BEGIN DATA TO USE

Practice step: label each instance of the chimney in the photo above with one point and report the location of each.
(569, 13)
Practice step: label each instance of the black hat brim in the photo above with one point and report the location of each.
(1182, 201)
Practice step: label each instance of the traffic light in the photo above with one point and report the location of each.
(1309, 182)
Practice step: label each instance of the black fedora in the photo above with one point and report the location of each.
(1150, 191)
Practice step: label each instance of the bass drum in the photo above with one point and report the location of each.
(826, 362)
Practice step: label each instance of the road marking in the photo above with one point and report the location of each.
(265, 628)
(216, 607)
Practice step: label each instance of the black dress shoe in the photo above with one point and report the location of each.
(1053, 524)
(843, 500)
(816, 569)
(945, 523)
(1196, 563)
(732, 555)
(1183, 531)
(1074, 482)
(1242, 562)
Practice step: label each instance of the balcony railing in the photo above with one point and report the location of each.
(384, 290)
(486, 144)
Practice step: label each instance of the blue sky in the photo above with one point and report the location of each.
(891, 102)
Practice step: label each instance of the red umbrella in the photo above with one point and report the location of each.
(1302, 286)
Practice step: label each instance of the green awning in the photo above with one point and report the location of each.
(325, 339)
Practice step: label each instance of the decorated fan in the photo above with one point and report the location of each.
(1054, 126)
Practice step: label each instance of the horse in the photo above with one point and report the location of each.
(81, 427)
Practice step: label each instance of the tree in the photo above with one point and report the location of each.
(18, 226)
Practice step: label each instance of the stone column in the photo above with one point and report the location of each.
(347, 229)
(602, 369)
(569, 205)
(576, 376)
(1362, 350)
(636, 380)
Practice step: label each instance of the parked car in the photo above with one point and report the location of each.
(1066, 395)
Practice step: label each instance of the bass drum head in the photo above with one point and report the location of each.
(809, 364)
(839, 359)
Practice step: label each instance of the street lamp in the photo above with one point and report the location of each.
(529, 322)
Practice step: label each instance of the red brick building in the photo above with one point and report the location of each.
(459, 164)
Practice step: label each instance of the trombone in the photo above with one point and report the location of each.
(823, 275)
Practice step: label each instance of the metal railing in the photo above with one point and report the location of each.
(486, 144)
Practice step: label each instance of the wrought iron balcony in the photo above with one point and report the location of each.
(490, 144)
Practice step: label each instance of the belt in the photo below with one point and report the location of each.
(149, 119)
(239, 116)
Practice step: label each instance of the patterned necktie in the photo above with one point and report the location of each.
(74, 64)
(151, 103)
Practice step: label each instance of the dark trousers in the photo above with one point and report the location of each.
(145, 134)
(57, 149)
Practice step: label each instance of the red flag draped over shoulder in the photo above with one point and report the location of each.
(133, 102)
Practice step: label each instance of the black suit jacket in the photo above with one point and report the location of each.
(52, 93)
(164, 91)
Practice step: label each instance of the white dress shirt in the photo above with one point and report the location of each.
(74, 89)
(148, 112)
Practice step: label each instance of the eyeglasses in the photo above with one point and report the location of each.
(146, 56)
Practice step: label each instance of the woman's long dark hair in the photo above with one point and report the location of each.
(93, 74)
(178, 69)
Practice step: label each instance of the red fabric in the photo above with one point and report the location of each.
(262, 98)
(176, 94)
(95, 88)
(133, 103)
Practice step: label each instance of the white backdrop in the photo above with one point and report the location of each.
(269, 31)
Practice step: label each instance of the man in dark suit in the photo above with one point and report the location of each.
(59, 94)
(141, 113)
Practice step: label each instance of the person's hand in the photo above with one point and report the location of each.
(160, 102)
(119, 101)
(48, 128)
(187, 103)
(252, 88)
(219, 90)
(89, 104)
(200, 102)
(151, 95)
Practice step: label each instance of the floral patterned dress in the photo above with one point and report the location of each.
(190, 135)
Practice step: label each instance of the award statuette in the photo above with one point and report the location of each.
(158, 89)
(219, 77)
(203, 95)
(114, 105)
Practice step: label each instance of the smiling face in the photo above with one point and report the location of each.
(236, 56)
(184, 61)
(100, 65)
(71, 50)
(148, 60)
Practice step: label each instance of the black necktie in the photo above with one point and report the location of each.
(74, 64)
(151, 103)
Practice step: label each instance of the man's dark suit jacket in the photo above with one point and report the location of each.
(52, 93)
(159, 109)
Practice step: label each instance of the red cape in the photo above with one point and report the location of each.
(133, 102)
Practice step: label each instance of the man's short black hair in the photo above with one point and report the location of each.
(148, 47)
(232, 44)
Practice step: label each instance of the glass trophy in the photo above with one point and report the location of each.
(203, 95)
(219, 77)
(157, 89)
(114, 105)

END DATA TO USE

**SET PROBLEM**
Rewrite the lines from the one containing "Practice step: label each instance of the man's short" through the end of the block, substituting "crystal trophy" for "glass trophy" and keeping everything else unchanged.

**RESULT**
Practice step: label each instance of the man's short black hair in the photo above with one point and report the location of each.
(148, 47)
(232, 44)
Practice step: label each instance of the crystal trophy in the photo above with one point and report the location of each.
(203, 95)
(219, 77)
(157, 89)
(114, 105)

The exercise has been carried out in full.